→ **SOURCE TEXT**:

* Begin *

Benjamin Roth was born in New York City in 1894. When the stock market crashed in 1929, he had been practicing law for approximately 10 years, largely representing local businesses. After nearly two years, he began to grasp the magnitude of what had happened to American economic life, and he began writing down his impressions in a diary that he maintained intermittently until he died in 1978.
Roth's words from that unique time seem to speak directly to readers today. His perceptions and experiences have a chilling similarity to our own era. Like many of us, Roth struggles both to understand and to educate himself about what was going on around him. He is sceptical of big government, yet ultimately won over by FDR's New Deal. This collection of his diary entries, edited by James Ledbetter, editor of Slate's "The Big Money," reveals another side of the Great Depression - one lived through by ordinary, middle-class folks, who on a daily basis grappled with a swiftly changing economy coupled with anxiety about the unknown future. It is highly topical - and timely.
The greatest financial disaster since the Great Depression has many Americans wondering what things were like as the Great Depression unfolded and people did not yet know how or when it would end. It is clear-eyed, readable - and eerily familiar.
In short, concise, and thoughtful entries, Roth chronicles the most telling moments of the Great Depression, from the drop in the price of movie tickets to Hoover's failed free-market solutions, to the rise in foreclosures in his hometown and how to benefit from 'bargains' at the much-diminished stock exchange. It is published one-year after the bankruptcy of Lehman Bros sent the world markets on a deep downward slide, and around the 80th anniversary of "Black Tuesday".

* End *

→ **MATERIAL PROVIDED**:

* Begin *

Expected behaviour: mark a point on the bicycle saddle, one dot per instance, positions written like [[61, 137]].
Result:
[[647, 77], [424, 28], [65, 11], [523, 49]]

* End *

→ **SET EXERCISE**:
Answer these from the text about Benjamin Roth's diary:
(a) In what year was Roth born?
(b) Who edited the collection of his diary entries?
(c) Whose bankruptcy does the text say sent world markets on a deep downward slide?

→ **RIGHT ANSWER**:
(a) 1894
(b) James Ledbetter
(c) Lehman Bros